> _What is being asked_:
Format the stretch of records from the line containing "[point] church (one" through the end of the records as a Markdown table with the columns Row and Line. Number each line and leave out blank lines.

> _Items from a dataset_:
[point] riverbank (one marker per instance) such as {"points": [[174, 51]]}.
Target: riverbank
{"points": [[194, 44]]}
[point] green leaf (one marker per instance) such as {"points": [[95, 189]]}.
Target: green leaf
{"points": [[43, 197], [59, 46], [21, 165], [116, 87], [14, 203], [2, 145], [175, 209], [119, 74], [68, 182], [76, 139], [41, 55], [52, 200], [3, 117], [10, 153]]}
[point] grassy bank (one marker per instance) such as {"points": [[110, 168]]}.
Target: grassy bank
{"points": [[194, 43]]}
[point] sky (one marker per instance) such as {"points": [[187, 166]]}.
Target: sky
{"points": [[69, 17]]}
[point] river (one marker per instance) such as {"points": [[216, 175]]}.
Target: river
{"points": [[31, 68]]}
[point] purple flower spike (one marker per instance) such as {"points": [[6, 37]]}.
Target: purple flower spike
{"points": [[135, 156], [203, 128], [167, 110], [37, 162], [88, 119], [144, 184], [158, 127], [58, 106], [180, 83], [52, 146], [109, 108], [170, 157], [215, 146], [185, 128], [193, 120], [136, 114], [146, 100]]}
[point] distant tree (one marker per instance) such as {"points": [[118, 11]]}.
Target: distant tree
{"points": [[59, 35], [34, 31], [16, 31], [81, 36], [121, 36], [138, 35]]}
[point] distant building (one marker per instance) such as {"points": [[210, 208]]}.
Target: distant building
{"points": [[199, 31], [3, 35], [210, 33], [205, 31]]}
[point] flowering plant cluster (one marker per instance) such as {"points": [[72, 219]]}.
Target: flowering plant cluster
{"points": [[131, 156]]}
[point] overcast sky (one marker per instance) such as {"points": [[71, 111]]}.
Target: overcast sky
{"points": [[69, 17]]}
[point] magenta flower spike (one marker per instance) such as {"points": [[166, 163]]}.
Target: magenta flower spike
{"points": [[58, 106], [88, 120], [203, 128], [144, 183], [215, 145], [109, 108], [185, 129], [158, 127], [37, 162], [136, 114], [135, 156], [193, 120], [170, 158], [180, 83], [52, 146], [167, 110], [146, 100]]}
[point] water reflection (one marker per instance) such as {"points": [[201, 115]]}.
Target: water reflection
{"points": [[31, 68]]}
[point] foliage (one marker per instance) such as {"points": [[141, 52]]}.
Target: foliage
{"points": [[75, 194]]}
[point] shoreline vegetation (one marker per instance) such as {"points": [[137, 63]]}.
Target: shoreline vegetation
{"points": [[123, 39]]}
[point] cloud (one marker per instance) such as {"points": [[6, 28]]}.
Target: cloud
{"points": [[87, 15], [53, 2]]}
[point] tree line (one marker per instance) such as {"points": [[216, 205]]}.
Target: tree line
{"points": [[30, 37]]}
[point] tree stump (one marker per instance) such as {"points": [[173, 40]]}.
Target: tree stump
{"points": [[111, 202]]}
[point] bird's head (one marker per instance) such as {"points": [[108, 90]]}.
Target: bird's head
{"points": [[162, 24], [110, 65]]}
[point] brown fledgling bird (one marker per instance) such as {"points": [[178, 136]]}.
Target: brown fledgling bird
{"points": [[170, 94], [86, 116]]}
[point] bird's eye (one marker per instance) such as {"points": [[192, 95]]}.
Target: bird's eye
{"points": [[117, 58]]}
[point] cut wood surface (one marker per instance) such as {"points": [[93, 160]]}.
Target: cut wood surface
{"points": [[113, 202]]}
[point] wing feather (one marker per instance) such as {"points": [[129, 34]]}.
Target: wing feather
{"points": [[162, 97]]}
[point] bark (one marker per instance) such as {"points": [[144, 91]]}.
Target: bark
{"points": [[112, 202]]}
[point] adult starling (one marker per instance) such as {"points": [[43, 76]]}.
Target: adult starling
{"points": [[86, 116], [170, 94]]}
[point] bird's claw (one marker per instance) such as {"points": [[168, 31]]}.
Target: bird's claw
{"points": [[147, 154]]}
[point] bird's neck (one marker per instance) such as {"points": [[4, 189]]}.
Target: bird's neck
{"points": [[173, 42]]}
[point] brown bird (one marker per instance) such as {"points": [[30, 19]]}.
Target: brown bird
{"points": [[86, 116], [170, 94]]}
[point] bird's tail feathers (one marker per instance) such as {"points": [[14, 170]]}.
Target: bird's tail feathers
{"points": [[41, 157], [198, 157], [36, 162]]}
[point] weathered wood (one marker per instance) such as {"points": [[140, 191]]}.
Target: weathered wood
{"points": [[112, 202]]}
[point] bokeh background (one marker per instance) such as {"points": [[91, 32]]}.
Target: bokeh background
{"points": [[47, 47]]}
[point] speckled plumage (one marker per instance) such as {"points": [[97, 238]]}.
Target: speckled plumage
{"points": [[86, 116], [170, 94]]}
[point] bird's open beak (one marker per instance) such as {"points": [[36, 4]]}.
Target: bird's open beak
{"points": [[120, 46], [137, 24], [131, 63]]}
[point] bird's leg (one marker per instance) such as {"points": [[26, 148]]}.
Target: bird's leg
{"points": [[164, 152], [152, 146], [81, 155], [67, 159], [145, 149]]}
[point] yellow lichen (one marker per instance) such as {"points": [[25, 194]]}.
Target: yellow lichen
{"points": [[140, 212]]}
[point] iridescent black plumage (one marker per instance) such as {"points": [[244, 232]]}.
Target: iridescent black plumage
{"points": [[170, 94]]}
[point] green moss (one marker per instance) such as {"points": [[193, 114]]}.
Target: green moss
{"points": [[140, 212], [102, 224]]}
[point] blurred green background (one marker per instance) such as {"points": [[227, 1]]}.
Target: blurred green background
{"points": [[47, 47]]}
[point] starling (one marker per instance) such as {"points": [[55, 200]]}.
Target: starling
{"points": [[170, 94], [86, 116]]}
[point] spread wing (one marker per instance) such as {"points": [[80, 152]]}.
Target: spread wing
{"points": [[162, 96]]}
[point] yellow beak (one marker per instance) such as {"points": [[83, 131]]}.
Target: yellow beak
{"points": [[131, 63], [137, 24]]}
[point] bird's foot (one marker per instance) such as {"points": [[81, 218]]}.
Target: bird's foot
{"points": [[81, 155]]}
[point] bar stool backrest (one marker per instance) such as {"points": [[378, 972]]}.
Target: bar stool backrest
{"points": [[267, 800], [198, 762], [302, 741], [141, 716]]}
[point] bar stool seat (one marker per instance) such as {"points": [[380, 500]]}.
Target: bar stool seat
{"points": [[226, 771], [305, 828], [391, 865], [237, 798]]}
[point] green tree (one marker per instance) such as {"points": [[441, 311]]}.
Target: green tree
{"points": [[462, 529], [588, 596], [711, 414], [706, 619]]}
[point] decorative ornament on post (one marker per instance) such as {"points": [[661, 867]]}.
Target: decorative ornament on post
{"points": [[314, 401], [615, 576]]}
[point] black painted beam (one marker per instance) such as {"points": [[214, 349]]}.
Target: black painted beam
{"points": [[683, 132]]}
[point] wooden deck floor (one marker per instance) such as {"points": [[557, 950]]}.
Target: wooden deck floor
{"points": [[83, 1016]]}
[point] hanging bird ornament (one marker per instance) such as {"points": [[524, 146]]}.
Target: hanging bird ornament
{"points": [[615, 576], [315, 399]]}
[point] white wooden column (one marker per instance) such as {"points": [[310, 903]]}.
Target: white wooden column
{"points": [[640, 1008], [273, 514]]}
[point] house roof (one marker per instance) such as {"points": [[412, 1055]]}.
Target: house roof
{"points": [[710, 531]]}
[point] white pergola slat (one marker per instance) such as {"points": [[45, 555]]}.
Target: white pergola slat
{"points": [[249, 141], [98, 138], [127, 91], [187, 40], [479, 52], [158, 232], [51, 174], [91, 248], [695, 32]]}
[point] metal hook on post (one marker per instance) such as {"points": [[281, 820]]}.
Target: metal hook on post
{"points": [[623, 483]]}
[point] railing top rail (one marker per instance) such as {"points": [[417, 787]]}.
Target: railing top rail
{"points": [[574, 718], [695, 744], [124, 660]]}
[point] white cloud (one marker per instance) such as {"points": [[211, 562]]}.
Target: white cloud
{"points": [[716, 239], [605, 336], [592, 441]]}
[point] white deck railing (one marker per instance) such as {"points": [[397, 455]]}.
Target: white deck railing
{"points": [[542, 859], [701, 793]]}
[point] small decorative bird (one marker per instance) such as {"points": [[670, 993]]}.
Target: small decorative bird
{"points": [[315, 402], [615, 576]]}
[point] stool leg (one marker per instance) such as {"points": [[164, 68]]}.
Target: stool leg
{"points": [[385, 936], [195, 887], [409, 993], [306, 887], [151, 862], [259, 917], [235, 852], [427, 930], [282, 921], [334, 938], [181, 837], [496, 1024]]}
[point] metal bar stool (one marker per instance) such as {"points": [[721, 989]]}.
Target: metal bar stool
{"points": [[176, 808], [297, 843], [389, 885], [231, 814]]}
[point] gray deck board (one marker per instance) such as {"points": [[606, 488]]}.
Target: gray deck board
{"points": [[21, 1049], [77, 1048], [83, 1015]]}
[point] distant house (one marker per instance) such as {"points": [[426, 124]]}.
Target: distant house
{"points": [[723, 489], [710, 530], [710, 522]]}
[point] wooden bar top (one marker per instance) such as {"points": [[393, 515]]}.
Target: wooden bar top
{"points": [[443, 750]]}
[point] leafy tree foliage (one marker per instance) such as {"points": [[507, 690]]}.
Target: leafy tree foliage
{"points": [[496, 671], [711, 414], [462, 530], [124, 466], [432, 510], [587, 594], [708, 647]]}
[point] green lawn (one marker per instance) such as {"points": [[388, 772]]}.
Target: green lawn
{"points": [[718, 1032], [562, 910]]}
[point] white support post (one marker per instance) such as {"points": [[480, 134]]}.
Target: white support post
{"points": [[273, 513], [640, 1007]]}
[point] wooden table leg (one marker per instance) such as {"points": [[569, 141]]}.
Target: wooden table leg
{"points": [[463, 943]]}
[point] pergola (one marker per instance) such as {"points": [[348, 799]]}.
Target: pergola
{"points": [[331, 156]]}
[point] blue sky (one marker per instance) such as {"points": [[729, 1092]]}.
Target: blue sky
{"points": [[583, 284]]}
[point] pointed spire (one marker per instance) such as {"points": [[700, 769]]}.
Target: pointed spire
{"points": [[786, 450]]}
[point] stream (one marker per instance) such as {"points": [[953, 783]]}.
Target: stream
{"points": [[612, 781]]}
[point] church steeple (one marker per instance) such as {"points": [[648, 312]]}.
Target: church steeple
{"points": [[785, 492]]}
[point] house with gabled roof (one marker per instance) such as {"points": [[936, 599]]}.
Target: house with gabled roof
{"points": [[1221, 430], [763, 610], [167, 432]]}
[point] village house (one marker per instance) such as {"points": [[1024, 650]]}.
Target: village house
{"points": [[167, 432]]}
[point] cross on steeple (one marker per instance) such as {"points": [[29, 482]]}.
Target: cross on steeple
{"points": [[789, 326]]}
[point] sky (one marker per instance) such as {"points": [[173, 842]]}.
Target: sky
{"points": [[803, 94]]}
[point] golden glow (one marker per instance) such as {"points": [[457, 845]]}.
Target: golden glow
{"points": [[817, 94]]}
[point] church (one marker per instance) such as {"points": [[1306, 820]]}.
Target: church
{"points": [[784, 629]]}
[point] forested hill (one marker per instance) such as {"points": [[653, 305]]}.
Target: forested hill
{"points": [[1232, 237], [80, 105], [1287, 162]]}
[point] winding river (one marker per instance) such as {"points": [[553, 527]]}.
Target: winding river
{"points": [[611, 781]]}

> _Response to this task_:
| Row | Line |
|---|---|
| 1 | [point] church (one marker per instance) such as {"points": [[1306, 820]]}. |
| 2 | Target: church |
| 3 | {"points": [[784, 629]]} |
| 4 | [point] forested hill (one marker per instance) such as {"points": [[653, 305]]}. |
| 5 | Target: forested hill |
| 6 | {"points": [[1232, 237], [80, 105], [1287, 162]]} |
| 7 | [point] winding river (one marker per instance) such as {"points": [[553, 527]]}. |
| 8 | Target: winding river |
| 9 | {"points": [[611, 781]]} |